## start Exercise inputs

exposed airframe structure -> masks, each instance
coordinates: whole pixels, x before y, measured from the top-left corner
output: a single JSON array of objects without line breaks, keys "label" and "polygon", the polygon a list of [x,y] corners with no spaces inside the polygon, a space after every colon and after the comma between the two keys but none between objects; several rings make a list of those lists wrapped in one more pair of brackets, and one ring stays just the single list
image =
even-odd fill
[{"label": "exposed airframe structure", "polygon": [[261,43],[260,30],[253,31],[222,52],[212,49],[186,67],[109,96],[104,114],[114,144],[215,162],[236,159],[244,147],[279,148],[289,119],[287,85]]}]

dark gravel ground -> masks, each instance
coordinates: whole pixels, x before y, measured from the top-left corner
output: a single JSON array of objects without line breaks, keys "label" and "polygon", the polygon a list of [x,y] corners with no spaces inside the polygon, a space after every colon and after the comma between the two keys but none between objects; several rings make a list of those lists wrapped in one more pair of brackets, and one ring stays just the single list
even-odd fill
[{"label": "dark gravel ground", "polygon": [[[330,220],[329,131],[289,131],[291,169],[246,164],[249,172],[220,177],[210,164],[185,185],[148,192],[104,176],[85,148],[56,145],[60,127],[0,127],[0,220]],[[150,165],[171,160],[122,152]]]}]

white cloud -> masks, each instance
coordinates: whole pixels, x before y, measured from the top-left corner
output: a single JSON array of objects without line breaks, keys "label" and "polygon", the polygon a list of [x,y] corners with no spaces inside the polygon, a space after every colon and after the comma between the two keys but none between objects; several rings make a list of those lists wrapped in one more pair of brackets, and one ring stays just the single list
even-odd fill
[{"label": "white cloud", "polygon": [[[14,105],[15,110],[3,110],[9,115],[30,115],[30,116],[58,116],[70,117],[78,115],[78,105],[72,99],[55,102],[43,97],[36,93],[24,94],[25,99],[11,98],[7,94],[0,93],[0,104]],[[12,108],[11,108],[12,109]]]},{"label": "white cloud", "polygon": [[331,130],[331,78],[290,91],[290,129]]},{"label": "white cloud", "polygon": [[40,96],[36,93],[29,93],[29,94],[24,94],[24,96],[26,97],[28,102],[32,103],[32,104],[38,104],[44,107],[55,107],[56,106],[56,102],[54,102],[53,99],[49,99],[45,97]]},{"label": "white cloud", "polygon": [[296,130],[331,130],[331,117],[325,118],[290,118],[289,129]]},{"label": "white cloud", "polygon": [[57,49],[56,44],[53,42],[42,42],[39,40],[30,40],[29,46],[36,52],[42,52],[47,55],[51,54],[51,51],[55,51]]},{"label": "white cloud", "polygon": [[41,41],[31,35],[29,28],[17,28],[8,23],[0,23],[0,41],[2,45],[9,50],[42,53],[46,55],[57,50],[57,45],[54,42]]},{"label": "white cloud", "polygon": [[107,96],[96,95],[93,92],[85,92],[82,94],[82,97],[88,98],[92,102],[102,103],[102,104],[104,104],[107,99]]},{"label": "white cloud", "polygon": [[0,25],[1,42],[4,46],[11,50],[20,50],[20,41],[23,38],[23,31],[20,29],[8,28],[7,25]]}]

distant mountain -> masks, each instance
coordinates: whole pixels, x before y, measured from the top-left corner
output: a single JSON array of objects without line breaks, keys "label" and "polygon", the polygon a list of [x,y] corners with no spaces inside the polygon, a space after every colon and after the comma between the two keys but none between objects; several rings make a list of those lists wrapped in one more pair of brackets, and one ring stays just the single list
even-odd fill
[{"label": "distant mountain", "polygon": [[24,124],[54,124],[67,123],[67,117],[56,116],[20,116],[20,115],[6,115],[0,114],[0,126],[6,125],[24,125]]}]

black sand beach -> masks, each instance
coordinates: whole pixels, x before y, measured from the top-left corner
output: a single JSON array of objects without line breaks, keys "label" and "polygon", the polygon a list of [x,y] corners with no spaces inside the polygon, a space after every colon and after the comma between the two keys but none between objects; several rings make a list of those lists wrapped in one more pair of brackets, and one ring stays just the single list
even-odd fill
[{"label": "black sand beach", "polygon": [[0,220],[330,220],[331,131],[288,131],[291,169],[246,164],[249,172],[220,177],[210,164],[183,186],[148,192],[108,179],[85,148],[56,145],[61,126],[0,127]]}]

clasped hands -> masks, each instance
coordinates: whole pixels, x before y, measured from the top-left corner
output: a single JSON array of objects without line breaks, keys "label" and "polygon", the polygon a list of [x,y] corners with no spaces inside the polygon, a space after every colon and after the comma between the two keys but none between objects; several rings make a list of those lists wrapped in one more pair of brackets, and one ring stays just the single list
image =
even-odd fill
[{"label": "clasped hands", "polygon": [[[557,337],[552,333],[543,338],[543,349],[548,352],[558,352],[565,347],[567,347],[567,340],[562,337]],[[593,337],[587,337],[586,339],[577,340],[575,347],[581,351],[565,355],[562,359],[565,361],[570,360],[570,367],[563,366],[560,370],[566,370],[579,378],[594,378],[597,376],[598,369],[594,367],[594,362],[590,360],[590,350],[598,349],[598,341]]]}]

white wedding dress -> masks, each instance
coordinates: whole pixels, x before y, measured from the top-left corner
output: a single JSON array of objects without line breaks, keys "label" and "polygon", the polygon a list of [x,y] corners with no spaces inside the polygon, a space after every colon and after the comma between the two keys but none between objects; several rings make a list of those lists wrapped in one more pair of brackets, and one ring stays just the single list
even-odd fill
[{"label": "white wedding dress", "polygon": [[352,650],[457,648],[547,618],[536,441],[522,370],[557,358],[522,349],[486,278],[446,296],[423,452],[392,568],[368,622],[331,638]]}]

## end Exercise inputs

Repeat the records exactly, including every line.

exposed airframe structure -> masks, each instance
coordinates: whole pixels, x before y, measured from the top-left corner
output: a single JSON array of objects without line breaks, keys "label" and "polygon", the polygon a list of [x,y] corners with no spaces inside the polygon, a space after every colon and after the comma between the two keys but none between objects; several rings make a list of those lists wrapped in one more pair of brackets, and one ring stays just the single list
image =
even-odd fill
[{"label": "exposed airframe structure", "polygon": [[261,43],[260,30],[253,31],[222,52],[212,49],[186,67],[109,96],[104,114],[114,144],[215,162],[236,159],[244,147],[279,148],[289,119],[287,85]]}]

dark gravel ground -> masks, each instance
coordinates: whole pixels, x before y, measured from the top-left corner
output: a single JSON array of objects without line breaks, keys "label" and "polygon", the polygon a list of [x,y] corners with no spaces inside the polygon, a space after every colon and after the comma between the two keys but none between objects; several rings make a list of those lists wrapped in one more pair of brackets, and one ring stays just the single list
even-odd fill
[{"label": "dark gravel ground", "polygon": [[[330,220],[329,131],[289,131],[291,169],[246,164],[249,172],[220,177],[210,164],[185,185],[148,192],[104,176],[85,148],[56,145],[60,127],[0,127],[0,220]],[[150,165],[171,160],[122,152]]]}]

white cloud -> masks, each instance
coordinates: whole pixels, x before y, measured from the top-left corner
output: a single JSON array of objects without line breaks, keys "label" and "polygon", the polygon a list of [x,y] corners with no spaces inside the polygon, a space after every colon and after the comma between the two keys but none between objects; several rings make a list of those lists wrapped in one more pair of brackets, and one ring stays just the single list
even-odd fill
[{"label": "white cloud", "polygon": [[[14,105],[15,110],[3,110],[9,115],[30,115],[30,116],[58,116],[70,117],[78,115],[78,105],[72,99],[55,102],[43,97],[36,93],[24,94],[25,99],[11,98],[7,94],[0,93],[0,104]],[[12,108],[11,108],[12,109]]]},{"label": "white cloud", "polygon": [[331,130],[331,78],[290,91],[290,129]]},{"label": "white cloud", "polygon": [[40,96],[36,93],[29,93],[29,94],[24,94],[24,96],[26,97],[28,102],[32,103],[32,104],[38,104],[44,107],[55,107],[56,106],[56,102],[54,102],[53,99],[49,99],[45,97]]},{"label": "white cloud", "polygon": [[296,130],[331,130],[331,117],[325,118],[290,118],[289,129]]},{"label": "white cloud", "polygon": [[57,49],[56,44],[53,42],[42,42],[39,40],[30,40],[29,46],[36,52],[42,52],[47,55],[51,54],[51,51],[55,51]]},{"label": "white cloud", "polygon": [[41,41],[31,35],[29,28],[17,28],[8,23],[0,23],[0,41],[2,45],[9,50],[42,53],[46,55],[57,50],[57,45],[54,42]]},{"label": "white cloud", "polygon": [[107,96],[96,95],[93,92],[85,92],[82,94],[82,97],[88,98],[92,102],[102,103],[102,104],[104,104],[107,99]]},{"label": "white cloud", "polygon": [[0,25],[1,42],[4,46],[11,50],[20,50],[20,41],[23,38],[23,31],[20,29],[8,28],[7,25]]}]

distant mountain -> masks, each instance
coordinates: whole pixels, x before y, measured from the top-left corner
output: a single JSON array of objects without line breaks, keys "label" and "polygon", the polygon a list of [x,y] corners with no spaces inside the polygon, a space after every colon and after the comma between the two keys but none between objects; several rings make a list of those lists wrapped in one more pair of brackets, and one ring stays just the single list
even-odd fill
[{"label": "distant mountain", "polygon": [[24,124],[54,124],[67,123],[67,117],[56,116],[20,116],[20,115],[6,115],[0,114],[0,126],[6,125],[24,125]]}]

black sand beach -> masks, each instance
coordinates: whole pixels, x before y, measured from the top-left corner
output: a single JSON array of objects without line breaks, keys "label" and "polygon", the polygon a list of [x,y] corners with no spaces inside the polygon, a space after every colon and after the comma between the two keys but none between objects; several rings make a list of those lists wrapped in one more pair of brackets, and one ring stays just the single list
even-odd fill
[{"label": "black sand beach", "polygon": [[0,220],[330,220],[331,131],[288,131],[291,169],[246,164],[249,172],[220,177],[210,164],[183,186],[148,192],[108,179],[85,148],[56,145],[61,126],[0,127]]}]

clasped hands -> masks, each instance
coordinates: whole pixels, x before y, measured from the top-left corner
output: a single JSON array of objects without line breaks, keys "label" and "polygon", the polygon a list of [x,y] corners with no spaces inside the polygon, a space after every colon and after the comma between the two keys but none between objects; several rings make a list of those lists wrapped in one more pair of brackets, and one ring stays just the single list
image =
even-odd fill
[{"label": "clasped hands", "polygon": [[[557,337],[552,333],[543,338],[543,349],[548,352],[558,352],[565,347],[567,347],[567,340],[562,337]],[[593,337],[587,337],[586,339],[577,340],[575,347],[581,351],[565,355],[562,359],[565,361],[570,360],[570,367],[563,366],[560,370],[566,370],[579,378],[594,378],[597,376],[598,369],[594,367],[594,362],[590,360],[590,350],[598,349],[598,341]]]}]

white wedding dress -> masks, each instance
coordinates: whole pixels, x before y, measured from the top-left corner
output: a single JSON array of objects without line breaks, keys "label" and "polygon", the polygon a list of [x,y] corners with no spaces inside the polygon, a space after every colon and after the comma between the two keys but none between objects; several rings make a list of those lists wrapped in one more pair of brackets, and one ring stays just the single list
even-odd fill
[{"label": "white wedding dress", "polygon": [[352,650],[457,648],[547,618],[536,441],[522,370],[557,358],[522,349],[486,278],[446,296],[423,452],[392,568],[368,622],[331,638]]}]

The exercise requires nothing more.